> What is asked
Extract every line of the items below verbatim, in their original order, and omit the pictures from your output.

# Start of Data section

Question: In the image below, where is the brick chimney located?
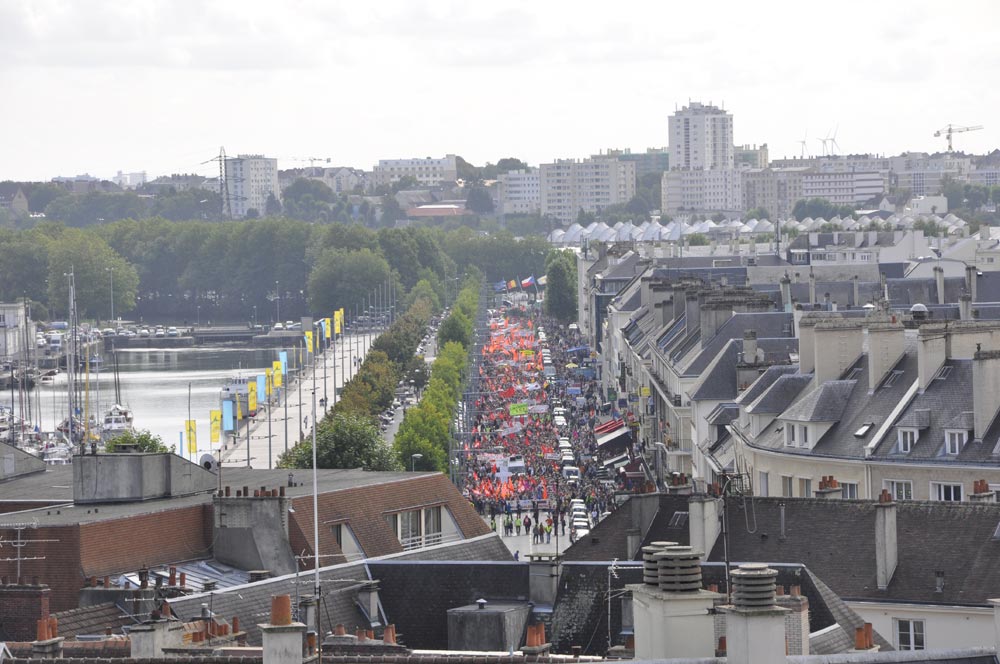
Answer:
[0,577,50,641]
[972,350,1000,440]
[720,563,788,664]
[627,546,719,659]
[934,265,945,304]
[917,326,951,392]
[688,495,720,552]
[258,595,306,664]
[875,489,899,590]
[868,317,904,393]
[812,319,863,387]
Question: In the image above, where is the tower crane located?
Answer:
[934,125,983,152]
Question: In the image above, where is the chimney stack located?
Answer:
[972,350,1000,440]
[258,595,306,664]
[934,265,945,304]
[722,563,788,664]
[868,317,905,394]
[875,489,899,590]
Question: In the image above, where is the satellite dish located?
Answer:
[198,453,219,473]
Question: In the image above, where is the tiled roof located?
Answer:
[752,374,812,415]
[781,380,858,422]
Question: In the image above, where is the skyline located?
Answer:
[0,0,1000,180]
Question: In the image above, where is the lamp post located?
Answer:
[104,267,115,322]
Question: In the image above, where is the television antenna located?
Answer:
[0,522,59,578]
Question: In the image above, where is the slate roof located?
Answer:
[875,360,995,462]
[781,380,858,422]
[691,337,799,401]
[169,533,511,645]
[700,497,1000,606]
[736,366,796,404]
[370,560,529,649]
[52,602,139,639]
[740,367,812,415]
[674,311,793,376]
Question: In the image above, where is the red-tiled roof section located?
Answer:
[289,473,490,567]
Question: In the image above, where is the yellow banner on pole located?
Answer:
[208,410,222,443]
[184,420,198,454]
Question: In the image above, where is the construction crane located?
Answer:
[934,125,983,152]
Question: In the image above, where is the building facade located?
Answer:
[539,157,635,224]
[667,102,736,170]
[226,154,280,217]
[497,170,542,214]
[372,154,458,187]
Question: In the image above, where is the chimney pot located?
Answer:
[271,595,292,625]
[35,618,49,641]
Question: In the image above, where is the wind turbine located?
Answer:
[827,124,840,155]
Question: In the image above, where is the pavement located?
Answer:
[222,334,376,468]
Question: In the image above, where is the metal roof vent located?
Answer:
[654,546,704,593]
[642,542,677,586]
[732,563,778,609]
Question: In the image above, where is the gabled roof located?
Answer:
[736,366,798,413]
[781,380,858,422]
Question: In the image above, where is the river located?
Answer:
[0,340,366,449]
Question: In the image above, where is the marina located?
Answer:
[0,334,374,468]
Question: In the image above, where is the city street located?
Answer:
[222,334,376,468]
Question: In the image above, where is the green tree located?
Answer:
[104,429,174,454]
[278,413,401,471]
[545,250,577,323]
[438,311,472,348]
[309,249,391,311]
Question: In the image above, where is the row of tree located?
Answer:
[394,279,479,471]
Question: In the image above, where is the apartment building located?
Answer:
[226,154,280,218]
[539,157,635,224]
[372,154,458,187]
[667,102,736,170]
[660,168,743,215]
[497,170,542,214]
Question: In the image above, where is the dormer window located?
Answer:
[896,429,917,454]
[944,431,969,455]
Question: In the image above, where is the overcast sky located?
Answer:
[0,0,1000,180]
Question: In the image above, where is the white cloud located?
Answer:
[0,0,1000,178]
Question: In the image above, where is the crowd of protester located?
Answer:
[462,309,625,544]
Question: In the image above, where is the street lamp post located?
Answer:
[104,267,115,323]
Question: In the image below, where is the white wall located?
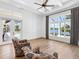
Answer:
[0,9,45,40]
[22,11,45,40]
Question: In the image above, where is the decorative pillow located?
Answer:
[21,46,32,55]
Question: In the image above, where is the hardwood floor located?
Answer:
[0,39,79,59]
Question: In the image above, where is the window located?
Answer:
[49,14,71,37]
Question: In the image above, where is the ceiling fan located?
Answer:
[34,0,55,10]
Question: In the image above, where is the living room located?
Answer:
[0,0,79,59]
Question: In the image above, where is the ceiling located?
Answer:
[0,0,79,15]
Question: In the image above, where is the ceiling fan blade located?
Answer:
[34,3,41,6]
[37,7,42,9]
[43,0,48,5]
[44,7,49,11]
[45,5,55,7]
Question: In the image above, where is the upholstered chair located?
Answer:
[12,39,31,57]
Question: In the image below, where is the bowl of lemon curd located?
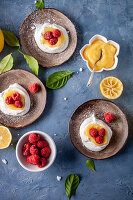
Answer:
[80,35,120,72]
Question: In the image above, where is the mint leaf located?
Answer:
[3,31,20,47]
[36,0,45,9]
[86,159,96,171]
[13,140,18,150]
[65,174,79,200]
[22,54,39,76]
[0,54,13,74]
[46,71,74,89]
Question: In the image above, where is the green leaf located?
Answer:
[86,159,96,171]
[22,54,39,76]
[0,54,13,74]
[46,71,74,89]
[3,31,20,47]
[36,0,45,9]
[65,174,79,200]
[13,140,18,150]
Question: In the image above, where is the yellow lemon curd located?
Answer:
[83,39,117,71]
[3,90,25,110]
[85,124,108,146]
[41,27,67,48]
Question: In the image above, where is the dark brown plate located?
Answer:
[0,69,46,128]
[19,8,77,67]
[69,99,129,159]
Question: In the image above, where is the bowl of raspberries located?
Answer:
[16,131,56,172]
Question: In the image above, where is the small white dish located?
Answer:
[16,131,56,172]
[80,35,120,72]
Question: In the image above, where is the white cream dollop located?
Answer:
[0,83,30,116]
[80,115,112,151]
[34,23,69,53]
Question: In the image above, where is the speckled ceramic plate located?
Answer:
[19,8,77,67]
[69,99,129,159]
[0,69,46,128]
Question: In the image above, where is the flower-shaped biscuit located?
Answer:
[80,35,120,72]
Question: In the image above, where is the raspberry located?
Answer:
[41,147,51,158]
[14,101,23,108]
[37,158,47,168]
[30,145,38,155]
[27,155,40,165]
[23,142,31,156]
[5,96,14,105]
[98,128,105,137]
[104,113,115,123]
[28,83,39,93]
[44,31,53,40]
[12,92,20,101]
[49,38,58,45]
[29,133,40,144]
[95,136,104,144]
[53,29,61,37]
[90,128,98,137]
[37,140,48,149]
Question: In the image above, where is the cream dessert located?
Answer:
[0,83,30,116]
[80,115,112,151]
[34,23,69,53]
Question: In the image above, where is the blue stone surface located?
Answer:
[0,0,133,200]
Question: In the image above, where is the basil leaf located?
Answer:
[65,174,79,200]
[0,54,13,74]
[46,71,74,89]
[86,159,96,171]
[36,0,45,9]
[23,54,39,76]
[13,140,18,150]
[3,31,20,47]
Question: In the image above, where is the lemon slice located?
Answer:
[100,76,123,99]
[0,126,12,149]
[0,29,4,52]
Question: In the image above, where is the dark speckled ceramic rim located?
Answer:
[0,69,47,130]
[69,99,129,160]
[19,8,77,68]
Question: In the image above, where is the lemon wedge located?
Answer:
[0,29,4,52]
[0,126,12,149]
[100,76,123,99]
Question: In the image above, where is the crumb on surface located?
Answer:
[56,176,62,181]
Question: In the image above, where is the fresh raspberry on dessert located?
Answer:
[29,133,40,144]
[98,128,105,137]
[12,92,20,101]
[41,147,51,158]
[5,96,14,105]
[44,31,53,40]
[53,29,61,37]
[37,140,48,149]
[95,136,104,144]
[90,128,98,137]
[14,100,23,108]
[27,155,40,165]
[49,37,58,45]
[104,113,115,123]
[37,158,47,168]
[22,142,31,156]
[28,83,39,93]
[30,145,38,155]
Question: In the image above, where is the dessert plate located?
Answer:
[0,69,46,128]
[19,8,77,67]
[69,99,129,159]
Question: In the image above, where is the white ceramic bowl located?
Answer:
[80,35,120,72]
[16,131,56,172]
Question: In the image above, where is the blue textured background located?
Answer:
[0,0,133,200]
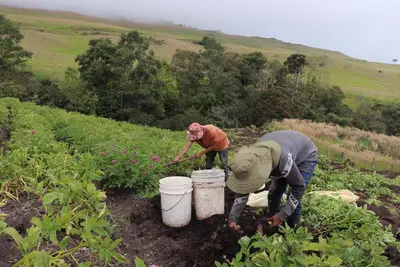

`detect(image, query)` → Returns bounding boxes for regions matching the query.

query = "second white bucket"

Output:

# End of Data section

> Solution for this problem
Question: In the image below, where is the brick chimney located?
Answer:
[0,577,50,641]
[972,350,1000,440]
[720,563,788,664]
[627,546,719,659]
[934,265,945,304]
[917,326,951,392]
[688,495,720,552]
[258,595,306,664]
[875,489,899,590]
[868,317,904,393]
[812,319,863,387]
Question: In the image above, where is the tower crane located?
Answer:
[934,125,983,152]
Question: In the image above, where is the chimney stack located?
Answer:
[972,350,1000,440]
[258,595,306,664]
[934,265,945,304]
[722,563,788,664]
[868,317,905,394]
[875,489,899,590]
Question: In the image above, where is the satellite dish located?
Answer:
[198,453,219,473]
Question: In the image above, where is the tiled roof located?
Answer:
[752,374,812,415]
[781,380,858,422]
Question: In the image above, where is the skyline located?
Answer:
[0,0,1000,180]
Question: In the image above, where is the lamp post located?
Answer:
[104,267,115,322]
Question: In the image above, where is the television antenna located?
Answer:
[0,522,59,578]
Question: In the image above, where is the slate roof located?
Answer:
[875,360,995,462]
[781,380,858,422]
[691,337,799,401]
[169,533,511,645]
[700,497,1000,606]
[736,366,796,404]
[370,560,529,649]
[52,602,139,639]
[740,367,812,415]
[674,311,793,376]
Question: In the image above, where is the red-tiled roof section located?
Answer:
[289,473,490,567]
Question: In the image above, where is the yellow banner on pole located?
Answer:
[208,410,222,443]
[184,420,198,454]
Question: In the image above, where is the construction crane located?
Answer:
[934,125,983,152]
Question: In the image above, where is the building facade located?
Answer:
[539,157,635,224]
[667,102,736,170]
[226,154,280,217]
[497,170,542,214]
[372,154,458,187]
Question: In the image above, where is the chimney pot located?
Answer:
[271,595,292,625]
[35,618,49,641]
Question: In the image above, where is the wind turbine located?
Answer:
[827,124,840,155]
Question: In the image above, where is the pavement located?
Answer:
[222,334,376,468]
Question: In the image above, where is the metal roof vent located?
Answer:
[654,546,704,593]
[642,542,677,586]
[732,563,778,609]
Question: In the image above, where is the gabled roof located?
Answer:
[736,366,798,413]
[781,380,858,422]
Question: In the image above, where is the river located?
Answer:
[0,340,366,449]
Question: In the image above, where is the marina located?
Answer:
[0,334,374,468]
Question: In the image above, where is the city street located?
Answer:
[222,334,376,468]
Question: In the image above, where is the green tree located?
Answer:
[104,429,174,454]
[278,413,401,471]
[545,250,577,323]
[438,311,472,348]
[309,249,391,311]
Question: In the image above, where is the row of tree located?
Answer:
[394,279,479,471]
Question: In the image above, where is the apartment building located?
Answer:
[226,154,280,218]
[539,157,635,224]
[372,154,458,187]
[667,102,736,170]
[660,168,743,215]
[497,170,542,214]
Question: In the image above, where is the dormer window located?
Answer:
[896,429,917,454]
[944,431,969,455]
Question: In the image above, where is the overcast sky located?
Answer:
[0,0,1000,180]
Question: In the image above, where is the white cloud located?
Answer:
[0,0,1000,178]
Question: In the image above, where is the crowd of protester located?
Answer:
[462,309,625,544]
Question: In the image above, where is the street lamp post located?
Answer:
[104,267,115,323]
Question: In the image below, where is the white wall located?
Answer:
[0,9,45,40]
[22,11,45,40]
Question: In the image above, where is the decorative pillow located?
Answer:
[21,46,32,55]
Question: In the image above, where is the hardwood floor located?
Answer:
[0,39,79,59]
Question: In the image above, where is the window located?
Answer:
[49,14,71,37]
Question: In the image above, where is the ceiling fan located?
Answer:
[34,0,55,10]
Question: In the image above, where is the living room located?
Answer:
[0,0,79,59]
Question: In the image above, where is the ceiling located?
Answer:
[0,0,79,15]
Question: In the image above, where is the ceiling fan blade located?
Answer:
[34,3,41,6]
[37,7,42,9]
[43,0,48,5]
[44,7,49,11]
[45,5,55,7]
Question: In the image above, where is the upholstered chair located?
Answer:
[12,39,31,57]
Question: In the image below, where is the bowl of lemon curd located?
Answer:
[80,35,120,72]
Question: In the image above, where is the mint leaf located?
Answer:
[3,31,20,47]
[36,0,45,9]
[86,159,96,171]
[13,140,18,150]
[65,174,79,200]
[22,54,39,76]
[0,54,13,74]
[46,71,74,89]
Question: In the image above, where is the green leaf located?
Answer:
[86,159,96,171]
[22,54,39,76]
[0,54,13,74]
[46,71,74,89]
[3,31,20,47]
[36,0,45,9]
[65,174,79,200]
[13,140,18,150]
Question: In the image above, where is the yellow lemon curd located?
Answer:
[83,39,117,71]
[3,90,25,110]
[85,124,108,146]
[41,27,67,48]
Question: In the image above, where is the dark brown plate located?
Answer:
[0,69,46,128]
[19,8,77,67]
[69,99,129,159]
Question: In the image above, where is the bowl of raspberries located?
Answer:
[16,131,56,172]
Question: In the image above, where is the small white dish located?
Answer:
[16,131,56,172]
[80,35,120,72]
Question: In the image above, where is the white cream dollop located?
Answer:
[0,83,30,116]
[80,115,112,151]
[34,23,69,53]
Question: In the image above, where is the speckled ceramic plate located?
Answer:
[19,8,77,67]
[69,99,129,159]
[0,69,46,128]
Question: In the image above, where is the flower-shaped biscuit located?
Answer:
[80,35,120,72]
Question: In the image above, where is the raspberry located?
Answer:
[41,147,51,158]
[14,101,23,108]
[37,158,47,168]
[30,145,38,155]
[27,155,40,165]
[23,142,31,156]
[5,96,14,105]
[98,128,105,137]
[104,113,115,123]
[28,83,39,93]
[44,31,53,40]
[12,92,20,101]
[49,38,58,45]
[29,133,40,144]
[95,136,104,144]
[53,29,61,37]
[90,128,98,137]
[37,140,48,149]
Question: In the image above, where is the cream dessert located?
Answer:
[0,83,30,116]
[80,115,112,151]
[34,23,69,53]
Question: In the image above, where is the blue stone surface located?
Answer:
[0,0,133,200]
Question: In the image above, where is the basil leaf located?
Answer:
[65,174,79,200]
[0,54,13,74]
[46,71,74,89]
[86,159,96,171]
[36,0,45,9]
[23,54,39,76]
[13,140,18,150]
[3,31,20,47]
Question: In the image above, where is the lemon slice located?
Answer:
[100,76,123,99]
[0,126,12,149]
[0,29,4,52]
Question: In the image above, where is the dark speckled ceramic rim located?
Answer:
[0,69,47,130]
[69,99,129,160]
[19,8,77,68]
Question: In the image above, where is the lemon wedge located?
Answer:
[0,29,4,52]
[0,126,12,149]
[100,76,123,99]
Question: In the image above, where is the crumb on surface located?
Answer:
[56,176,62,181]
Question: In the image above, where is the fresh raspberry on dessert located?
Answer:
[29,133,40,144]
[98,128,105,137]
[12,92,20,101]
[41,147,51,158]
[5,96,14,105]
[44,31,53,40]
[53,29,61,37]
[37,140,48,149]
[95,136,104,144]
[90,128,98,137]
[14,100,23,108]
[27,155,40,165]
[49,37,58,45]
[104,113,115,123]
[37,158,47,168]
[22,142,31,156]
[28,83,39,93]
[30,145,38,155]
Question: In the image above, where is the dessert plate located?
Answer:
[0,69,46,128]
[19,8,77,67]
[69,99,129,159]
Question: In the image above, where is the white ceramic bowl located?
Answer:
[80,35,120,72]
[16,131,56,172]
Question: In the image above, where is the blue textured background located?
Answer:
[0,0,133,200]

`detect(image, query)` → Returns bounding boxes for regions matching the query.

query = "second white bucket"

Output:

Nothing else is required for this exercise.